TASK REQUIREMENTS =
[1] Answer these questions using the passage on sampling techniques:
(a) How many configurations does the 3-wise sample contain?
(b) How many configurations make up the all-one-disabled sample?
(c) For each sample size, how many PLEDGE executions are averaged?
[2] Pick up the passage on sampling techniques after its last sentence and keep writing.

PASSAGE =
_ _ _ _ _ _ _

We address RQ2.2 with numerous sampling techniques considered in the literature Perrouin:2010 ; Johansen2012 ; Abal:2014 ; MKRGA:ICSE16 . For each technique, we report on the number of failures and faults.
We selected 4 variations of the t-wise criteria: 1-wise, 2-wise, 3-wise and 4-wise. We generate the samples with SPLCAT Johansen2012 , which has the advantage of being deterministic: for one given feature model, it will always provide the same sample. The 4 variations yield samples of respectively 8, 41, 126 and 374 configurations. 1-wise only finds 2 faults; 2-wise discovers 5 out of 6 faults; 3-wise and 4-wise find all of them. It has to be noted that the discovery of a 4-wise interaction fault with a 3-wise setting is a ‘collateral’ effect Petke:2013:EEF:2491411.2491436 , since any sample covering completely t-way interactions also yields an incomplete coverage of higher-order interactions.
Using one-disabled sampling algorithm, we extract configurations in which all features are activated but one. To overcome any bias in selecting the first valid configuration, as suggested by Medeiros et al. MKRGA:ICSE16 , we applied a random selection instead. We therefore select a valid random configuration for each disabled feature (called one-disabled in our results) and repeat experiments 1,000 times to get significant results. This gives us a sample of 34 configurations which detects on average 2.4 faults out of 6.
Additionally, we also retain all-one-disabled configurations (i.e., all valid configurations where one feature is disabled and the other are enabled). The all-one-disabled sampling yields a total sample of 922 configurations that identifies all faults but one.
In the same way, we implemented sampling algorithms covering the one-enabled and most-enabled-disabled criteria Abal:2014 ; MKRGA:ICSE16 . As for one-disabled, we choose to randomly select valid configurations instead of taking the first one returned by the solver. Repeating the experiment 1,000 times: one-enabled extracts a sample of 34 configurations which detects 3.15 faults on average; and most-enabled-disabled gives a sample of 2 configurations that detects 0.67 faults on average. Considering all valid configurations, all-one-enabled extracts a sample of 2,340 configurations and identifies all the 6 faults. All-most-enabled-disabled gives a sample of 574 configurations that identifies 2 faults out of 6.
We also considered dissimilarity testing for software product lines Henard2014a ; Al-Hajjaji2016 using PLEDGE Henard2013PLEDGE . We retained this technique because it can afford any testing budget (sample size and generation time). For each sample size, we report the average failures and faults for 100 PLEDGE executions with the greedy method in 60 secs Henard2013PLEDGE . We selected (respectively) 8, 12, 41, 126 and 374 configurations, finding (respectively) 2.14, 2.82, 4.70, 4.66 and 4.60 faults out of 6.

_ _ _ _ _ _ _

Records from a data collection
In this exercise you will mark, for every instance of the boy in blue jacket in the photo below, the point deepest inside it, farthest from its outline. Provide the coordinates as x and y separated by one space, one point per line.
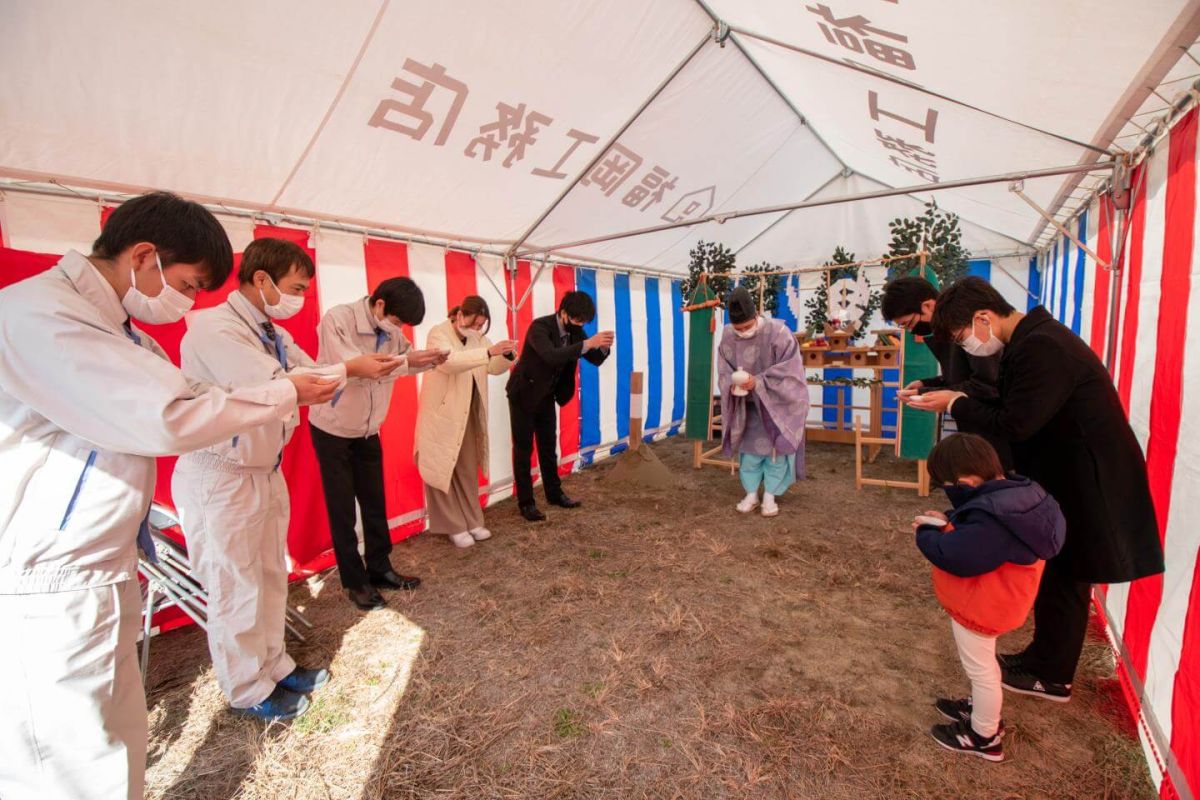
988 555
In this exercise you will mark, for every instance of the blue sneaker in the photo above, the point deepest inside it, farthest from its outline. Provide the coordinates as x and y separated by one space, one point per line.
305 681
281 704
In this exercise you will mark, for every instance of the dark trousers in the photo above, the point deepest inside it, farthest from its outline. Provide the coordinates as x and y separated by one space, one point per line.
1060 625
543 426
353 469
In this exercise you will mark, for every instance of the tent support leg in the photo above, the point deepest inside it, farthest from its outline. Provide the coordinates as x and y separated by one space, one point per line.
1017 188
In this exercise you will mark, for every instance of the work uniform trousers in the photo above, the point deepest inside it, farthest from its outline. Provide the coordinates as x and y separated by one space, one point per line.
237 528
352 469
72 711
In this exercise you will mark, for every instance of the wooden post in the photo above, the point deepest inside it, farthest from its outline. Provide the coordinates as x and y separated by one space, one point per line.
858 453
635 410
876 429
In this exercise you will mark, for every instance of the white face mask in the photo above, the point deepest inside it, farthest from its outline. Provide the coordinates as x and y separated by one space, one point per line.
168 306
750 331
289 305
977 347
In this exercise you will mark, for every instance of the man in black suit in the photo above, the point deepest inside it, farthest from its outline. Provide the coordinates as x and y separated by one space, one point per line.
910 304
545 374
1060 411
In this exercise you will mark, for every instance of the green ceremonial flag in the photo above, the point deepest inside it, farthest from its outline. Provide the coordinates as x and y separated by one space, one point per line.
700 366
917 428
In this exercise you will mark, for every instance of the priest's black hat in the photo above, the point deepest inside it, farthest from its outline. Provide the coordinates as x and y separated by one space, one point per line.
741 306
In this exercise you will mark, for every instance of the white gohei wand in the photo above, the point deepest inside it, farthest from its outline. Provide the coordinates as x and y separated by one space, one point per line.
739 378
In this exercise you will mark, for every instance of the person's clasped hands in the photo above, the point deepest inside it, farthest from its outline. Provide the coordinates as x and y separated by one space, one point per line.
601 341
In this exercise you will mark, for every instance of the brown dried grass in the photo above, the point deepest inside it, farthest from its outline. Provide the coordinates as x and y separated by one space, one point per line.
651 644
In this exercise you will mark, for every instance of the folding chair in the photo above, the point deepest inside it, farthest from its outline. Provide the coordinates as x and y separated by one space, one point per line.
171 583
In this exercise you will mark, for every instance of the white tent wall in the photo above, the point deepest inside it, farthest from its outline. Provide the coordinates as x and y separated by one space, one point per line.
809 236
720 100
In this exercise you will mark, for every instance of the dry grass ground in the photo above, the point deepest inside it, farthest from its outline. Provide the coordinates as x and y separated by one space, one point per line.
652 644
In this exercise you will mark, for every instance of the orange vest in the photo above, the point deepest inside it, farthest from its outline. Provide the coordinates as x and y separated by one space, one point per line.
991 603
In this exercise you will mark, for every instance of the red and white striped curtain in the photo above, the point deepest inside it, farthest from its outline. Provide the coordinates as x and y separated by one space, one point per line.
1155 623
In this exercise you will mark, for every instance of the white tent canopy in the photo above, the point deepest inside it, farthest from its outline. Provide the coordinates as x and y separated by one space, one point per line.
532 127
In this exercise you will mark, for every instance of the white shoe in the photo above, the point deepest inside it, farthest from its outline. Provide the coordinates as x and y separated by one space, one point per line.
462 540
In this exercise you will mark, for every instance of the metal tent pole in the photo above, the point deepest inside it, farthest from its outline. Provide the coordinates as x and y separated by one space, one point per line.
814 203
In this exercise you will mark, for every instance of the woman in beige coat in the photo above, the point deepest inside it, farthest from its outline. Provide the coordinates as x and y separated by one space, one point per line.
451 425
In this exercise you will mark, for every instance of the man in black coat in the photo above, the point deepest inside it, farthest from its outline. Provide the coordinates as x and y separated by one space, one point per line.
910 302
545 374
1068 431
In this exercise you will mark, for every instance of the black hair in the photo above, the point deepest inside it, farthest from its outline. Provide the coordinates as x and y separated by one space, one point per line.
958 305
963 453
579 305
401 299
904 296
274 257
184 233
473 306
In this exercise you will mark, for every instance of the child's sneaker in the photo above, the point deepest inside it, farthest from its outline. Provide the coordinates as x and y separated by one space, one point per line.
961 739
1025 683
1009 660
960 711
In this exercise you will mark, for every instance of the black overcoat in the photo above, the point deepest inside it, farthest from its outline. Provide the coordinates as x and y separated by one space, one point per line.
1061 414
546 366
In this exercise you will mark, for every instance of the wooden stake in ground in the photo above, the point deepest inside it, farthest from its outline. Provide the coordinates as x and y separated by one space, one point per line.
635 410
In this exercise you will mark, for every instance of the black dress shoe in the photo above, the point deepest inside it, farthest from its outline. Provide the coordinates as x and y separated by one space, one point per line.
393 579
532 513
366 599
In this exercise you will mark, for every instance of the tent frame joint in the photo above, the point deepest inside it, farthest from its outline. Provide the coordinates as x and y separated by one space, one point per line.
1018 188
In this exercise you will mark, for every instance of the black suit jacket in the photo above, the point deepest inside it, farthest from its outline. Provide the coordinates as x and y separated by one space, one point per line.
963 372
546 367
1060 411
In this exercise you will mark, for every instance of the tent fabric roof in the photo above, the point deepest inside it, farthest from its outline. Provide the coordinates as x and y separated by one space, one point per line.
537 125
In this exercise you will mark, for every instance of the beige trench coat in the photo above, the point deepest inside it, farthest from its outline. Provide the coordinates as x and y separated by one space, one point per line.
445 403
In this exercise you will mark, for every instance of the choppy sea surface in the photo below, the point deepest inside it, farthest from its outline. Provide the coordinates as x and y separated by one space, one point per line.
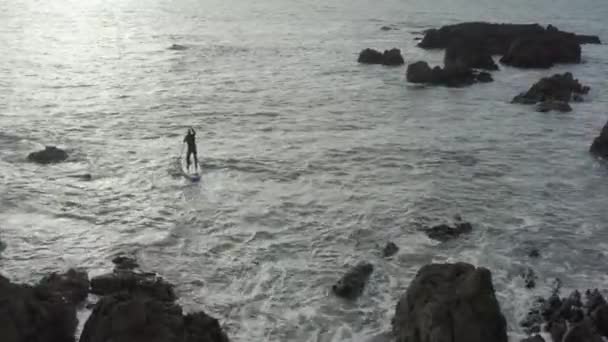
310 161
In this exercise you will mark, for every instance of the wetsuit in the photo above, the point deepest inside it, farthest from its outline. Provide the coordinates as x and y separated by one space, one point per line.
189 139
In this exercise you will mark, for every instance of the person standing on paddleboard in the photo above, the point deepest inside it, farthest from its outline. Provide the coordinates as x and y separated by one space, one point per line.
190 140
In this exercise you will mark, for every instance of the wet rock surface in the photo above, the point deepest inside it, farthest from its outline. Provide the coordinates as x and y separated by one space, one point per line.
352 284
450 302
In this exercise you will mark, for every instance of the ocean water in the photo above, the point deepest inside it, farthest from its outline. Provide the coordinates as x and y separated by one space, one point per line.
310 161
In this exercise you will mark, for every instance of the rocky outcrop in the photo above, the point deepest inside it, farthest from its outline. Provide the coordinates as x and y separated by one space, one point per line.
72 286
389 57
553 93
130 281
50 154
352 284
129 317
599 146
421 72
389 250
35 314
444 232
450 302
496 38
570 319
543 51
463 54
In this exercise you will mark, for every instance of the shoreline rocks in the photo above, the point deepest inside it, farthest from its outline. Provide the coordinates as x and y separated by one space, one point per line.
599 147
50 154
450 302
553 93
352 284
389 57
421 72
521 45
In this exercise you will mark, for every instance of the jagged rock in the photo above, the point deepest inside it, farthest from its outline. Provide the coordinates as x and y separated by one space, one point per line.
34 314
599 146
529 278
138 318
553 105
122 262
50 154
352 284
443 232
463 54
73 286
122 280
535 338
450 302
389 249
389 57
496 38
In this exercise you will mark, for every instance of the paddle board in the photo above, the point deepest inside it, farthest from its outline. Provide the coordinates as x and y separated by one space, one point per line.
193 175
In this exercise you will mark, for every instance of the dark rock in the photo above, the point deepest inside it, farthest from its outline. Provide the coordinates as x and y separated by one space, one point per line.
353 282
543 51
72 286
496 38
529 278
122 262
557 329
450 302
178 47
34 314
443 232
50 154
463 54
534 253
535 338
583 331
599 146
553 105
139 318
389 250
600 319
370 56
122 280
554 90
389 57
484 77
392 57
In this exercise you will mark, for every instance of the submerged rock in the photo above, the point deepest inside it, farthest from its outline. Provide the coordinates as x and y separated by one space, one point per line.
139 318
72 286
50 154
125 280
599 146
443 232
553 93
389 57
352 284
421 72
34 314
450 302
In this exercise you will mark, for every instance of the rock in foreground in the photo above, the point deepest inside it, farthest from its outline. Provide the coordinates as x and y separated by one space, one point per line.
50 154
139 318
599 146
34 314
353 282
553 93
421 72
450 302
389 57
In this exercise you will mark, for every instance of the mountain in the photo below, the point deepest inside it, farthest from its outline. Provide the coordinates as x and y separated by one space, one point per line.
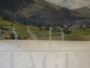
83 12
71 4
36 12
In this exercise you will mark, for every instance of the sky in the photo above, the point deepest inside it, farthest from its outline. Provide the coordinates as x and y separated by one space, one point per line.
71 4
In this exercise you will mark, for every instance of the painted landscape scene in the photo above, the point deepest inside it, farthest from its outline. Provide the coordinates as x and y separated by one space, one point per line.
45 20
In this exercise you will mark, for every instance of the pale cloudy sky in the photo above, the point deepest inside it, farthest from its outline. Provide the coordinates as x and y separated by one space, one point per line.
72 4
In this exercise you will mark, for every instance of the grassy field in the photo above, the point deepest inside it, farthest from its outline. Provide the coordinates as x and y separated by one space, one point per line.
7 26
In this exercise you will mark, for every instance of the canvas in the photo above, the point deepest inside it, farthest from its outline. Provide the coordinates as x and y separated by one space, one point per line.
45 20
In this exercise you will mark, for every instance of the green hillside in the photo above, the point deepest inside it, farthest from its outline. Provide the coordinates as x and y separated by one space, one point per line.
41 33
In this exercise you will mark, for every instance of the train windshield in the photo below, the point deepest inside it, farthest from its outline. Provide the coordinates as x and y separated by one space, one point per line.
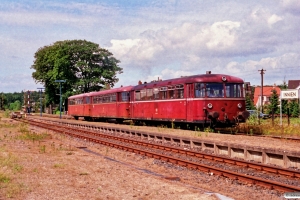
234 90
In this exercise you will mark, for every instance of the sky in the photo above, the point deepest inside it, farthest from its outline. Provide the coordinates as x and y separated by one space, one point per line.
157 39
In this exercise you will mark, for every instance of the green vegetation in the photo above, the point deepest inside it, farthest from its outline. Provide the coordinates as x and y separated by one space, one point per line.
84 65
267 127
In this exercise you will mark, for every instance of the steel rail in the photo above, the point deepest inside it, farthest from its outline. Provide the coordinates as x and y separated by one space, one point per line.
192 165
256 166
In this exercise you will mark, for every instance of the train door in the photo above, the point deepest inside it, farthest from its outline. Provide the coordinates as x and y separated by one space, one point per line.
189 102
86 106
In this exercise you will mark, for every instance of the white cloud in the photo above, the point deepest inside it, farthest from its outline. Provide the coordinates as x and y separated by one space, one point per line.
222 35
273 19
292 6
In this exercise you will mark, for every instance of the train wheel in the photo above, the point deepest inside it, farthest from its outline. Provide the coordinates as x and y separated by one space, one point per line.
119 121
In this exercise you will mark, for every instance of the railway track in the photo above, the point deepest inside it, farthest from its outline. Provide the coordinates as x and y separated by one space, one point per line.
122 143
220 130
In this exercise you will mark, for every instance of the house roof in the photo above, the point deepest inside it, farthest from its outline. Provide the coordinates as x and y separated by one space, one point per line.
293 84
267 91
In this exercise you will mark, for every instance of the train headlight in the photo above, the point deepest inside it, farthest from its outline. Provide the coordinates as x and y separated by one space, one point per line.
209 105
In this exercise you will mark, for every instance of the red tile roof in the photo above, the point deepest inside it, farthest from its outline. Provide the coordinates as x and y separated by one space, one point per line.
293 84
267 91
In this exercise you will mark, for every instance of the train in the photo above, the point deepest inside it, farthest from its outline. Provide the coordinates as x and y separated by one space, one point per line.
199 100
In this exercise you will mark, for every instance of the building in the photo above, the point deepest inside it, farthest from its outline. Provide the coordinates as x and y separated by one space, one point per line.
267 92
294 84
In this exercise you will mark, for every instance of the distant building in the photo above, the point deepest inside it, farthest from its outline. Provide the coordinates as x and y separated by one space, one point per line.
294 84
267 92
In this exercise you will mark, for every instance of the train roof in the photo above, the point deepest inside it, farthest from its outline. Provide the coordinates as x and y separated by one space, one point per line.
207 78
113 90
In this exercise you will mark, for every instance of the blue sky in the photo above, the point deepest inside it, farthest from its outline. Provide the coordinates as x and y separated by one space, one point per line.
152 39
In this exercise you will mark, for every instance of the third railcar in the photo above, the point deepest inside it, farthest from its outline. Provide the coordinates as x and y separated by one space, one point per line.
214 99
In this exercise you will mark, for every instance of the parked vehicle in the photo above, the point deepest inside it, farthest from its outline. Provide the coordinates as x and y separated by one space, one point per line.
259 114
200 99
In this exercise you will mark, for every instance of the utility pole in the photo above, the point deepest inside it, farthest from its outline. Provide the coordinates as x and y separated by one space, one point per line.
262 87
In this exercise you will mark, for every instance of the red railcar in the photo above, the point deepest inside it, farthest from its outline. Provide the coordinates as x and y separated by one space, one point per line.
106 104
214 99
199 99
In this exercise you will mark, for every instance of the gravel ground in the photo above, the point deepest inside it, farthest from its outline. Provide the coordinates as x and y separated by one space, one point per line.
57 168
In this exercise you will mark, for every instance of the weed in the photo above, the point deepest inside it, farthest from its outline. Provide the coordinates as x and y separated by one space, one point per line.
43 149
17 168
4 178
59 165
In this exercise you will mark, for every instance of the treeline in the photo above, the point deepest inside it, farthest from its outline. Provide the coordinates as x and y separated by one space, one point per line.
15 101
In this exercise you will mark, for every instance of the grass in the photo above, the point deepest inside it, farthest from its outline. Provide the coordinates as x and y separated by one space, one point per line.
267 127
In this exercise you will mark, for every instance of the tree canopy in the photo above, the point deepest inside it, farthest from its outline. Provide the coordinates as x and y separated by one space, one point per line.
84 65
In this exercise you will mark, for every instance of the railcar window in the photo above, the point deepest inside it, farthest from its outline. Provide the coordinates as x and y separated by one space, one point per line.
96 99
155 93
113 97
163 92
87 100
234 90
125 96
137 95
179 91
199 90
149 94
143 95
171 92
215 90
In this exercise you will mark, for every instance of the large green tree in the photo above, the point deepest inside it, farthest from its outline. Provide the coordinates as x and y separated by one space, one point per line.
84 65
274 103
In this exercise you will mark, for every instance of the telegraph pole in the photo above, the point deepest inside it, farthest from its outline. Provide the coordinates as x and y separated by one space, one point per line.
262 87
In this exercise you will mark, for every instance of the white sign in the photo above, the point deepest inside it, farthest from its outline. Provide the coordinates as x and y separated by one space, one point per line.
289 94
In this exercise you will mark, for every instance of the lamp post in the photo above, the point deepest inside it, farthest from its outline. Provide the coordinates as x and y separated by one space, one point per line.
60 81
40 89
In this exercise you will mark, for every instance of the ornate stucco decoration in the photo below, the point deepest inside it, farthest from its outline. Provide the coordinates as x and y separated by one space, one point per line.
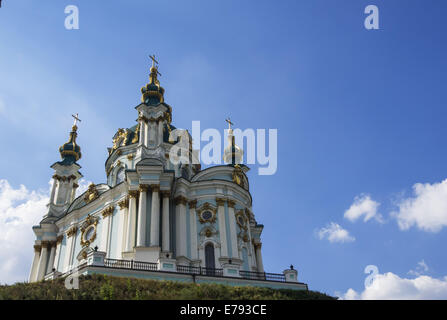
136 137
120 138
108 211
238 176
220 201
133 194
64 178
72 231
180 200
88 230
124 203
208 232
206 213
92 193
241 220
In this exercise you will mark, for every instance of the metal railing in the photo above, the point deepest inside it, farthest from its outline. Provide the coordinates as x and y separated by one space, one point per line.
262 276
200 271
213 272
130 264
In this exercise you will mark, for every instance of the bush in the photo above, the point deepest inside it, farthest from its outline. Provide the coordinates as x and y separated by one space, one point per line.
101 287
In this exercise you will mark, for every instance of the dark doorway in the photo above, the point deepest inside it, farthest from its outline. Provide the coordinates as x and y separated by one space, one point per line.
209 258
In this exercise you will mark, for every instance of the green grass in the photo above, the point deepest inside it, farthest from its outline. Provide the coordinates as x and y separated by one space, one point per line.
100 287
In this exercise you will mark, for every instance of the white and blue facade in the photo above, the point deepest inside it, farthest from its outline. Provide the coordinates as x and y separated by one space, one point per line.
152 218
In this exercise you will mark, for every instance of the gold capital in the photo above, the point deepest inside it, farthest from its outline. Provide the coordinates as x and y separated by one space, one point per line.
220 201
133 194
180 200
192 204
143 188
231 203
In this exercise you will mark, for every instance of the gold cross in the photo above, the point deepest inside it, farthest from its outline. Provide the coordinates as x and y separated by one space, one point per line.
76 118
229 123
154 61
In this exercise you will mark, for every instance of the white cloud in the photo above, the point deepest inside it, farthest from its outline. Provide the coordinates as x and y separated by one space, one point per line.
427 209
389 286
20 209
421 268
335 233
363 206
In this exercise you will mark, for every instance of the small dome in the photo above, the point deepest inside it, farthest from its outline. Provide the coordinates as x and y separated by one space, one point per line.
152 93
71 151
233 154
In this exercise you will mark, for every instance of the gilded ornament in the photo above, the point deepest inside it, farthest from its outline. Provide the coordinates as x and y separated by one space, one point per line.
92 193
108 211
203 215
124 203
72 231
220 201
180 200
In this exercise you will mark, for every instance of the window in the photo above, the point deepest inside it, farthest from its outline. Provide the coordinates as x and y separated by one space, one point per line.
209 256
120 176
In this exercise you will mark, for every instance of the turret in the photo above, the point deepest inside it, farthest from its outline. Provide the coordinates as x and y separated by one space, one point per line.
66 176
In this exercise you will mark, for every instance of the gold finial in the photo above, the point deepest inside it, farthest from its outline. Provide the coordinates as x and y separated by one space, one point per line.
154 67
76 119
229 123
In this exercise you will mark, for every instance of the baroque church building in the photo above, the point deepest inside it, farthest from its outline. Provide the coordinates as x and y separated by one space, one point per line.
154 218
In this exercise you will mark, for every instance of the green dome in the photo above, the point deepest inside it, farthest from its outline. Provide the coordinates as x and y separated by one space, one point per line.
71 151
152 93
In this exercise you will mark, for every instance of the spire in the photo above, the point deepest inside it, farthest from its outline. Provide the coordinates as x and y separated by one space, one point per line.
233 154
152 93
70 151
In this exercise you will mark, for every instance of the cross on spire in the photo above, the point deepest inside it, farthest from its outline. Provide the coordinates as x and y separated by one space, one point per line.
76 119
229 123
154 61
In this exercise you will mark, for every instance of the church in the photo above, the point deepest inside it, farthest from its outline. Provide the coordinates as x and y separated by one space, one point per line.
153 218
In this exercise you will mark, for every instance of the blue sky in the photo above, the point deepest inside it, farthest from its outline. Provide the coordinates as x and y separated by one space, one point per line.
357 111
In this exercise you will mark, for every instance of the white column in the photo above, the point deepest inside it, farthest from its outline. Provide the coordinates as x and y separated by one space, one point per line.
142 133
69 192
53 190
73 191
233 234
105 230
142 212
131 221
146 134
222 227
180 226
52 255
193 229
124 209
165 221
259 257
71 235
155 216
152 133
69 249
58 252
42 261
160 132
33 273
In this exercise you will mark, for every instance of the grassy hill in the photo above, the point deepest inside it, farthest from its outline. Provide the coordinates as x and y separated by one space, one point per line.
100 287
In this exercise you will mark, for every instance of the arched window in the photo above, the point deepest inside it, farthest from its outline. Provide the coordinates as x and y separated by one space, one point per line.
209 256
120 176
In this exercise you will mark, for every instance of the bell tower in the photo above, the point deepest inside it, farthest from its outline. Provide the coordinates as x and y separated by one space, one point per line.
66 174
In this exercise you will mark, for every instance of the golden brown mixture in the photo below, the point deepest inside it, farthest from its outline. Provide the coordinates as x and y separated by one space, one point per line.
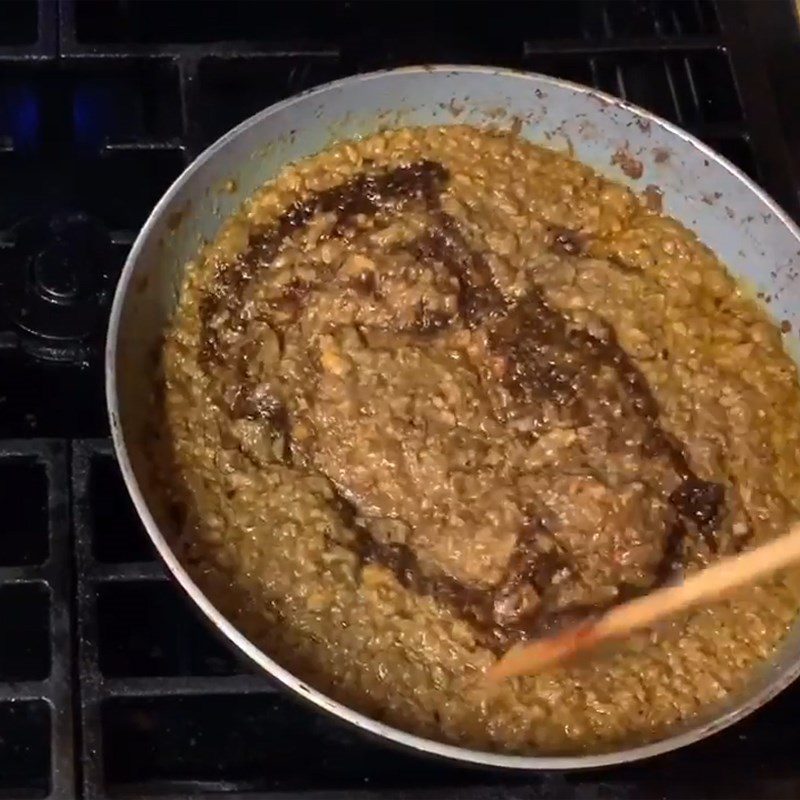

_ _ _ _ _ _ _

RESULTS FOR THE EXERCISE =
[1]
(a) 126
(b) 922
(c) 100

[2]
Finally, we considered random samples from size 1 to 2,500. The random samples exhibit, by construction, 35.71% of failures on average (the same percentage that is in the whole dataset). To compute the number of unique faults, we simulated 100 random selections. We find, on average, respectively 2.18, 2.7, 4.49, 5.28 and 5.58 faults for respectively 8, 12, 41, 126 and 374 configurations.
We consider two main metrics to compare the efficiency of sampling techniques to find faults and failures w.r.t the sample size. Failure efficiency is the ratio of failures to sample size. Fault efficiency is the ratio of faults to sample size. For both metrics, a high efficiency is desirable since it denotes a small sample with either a high failure or fault detection capability.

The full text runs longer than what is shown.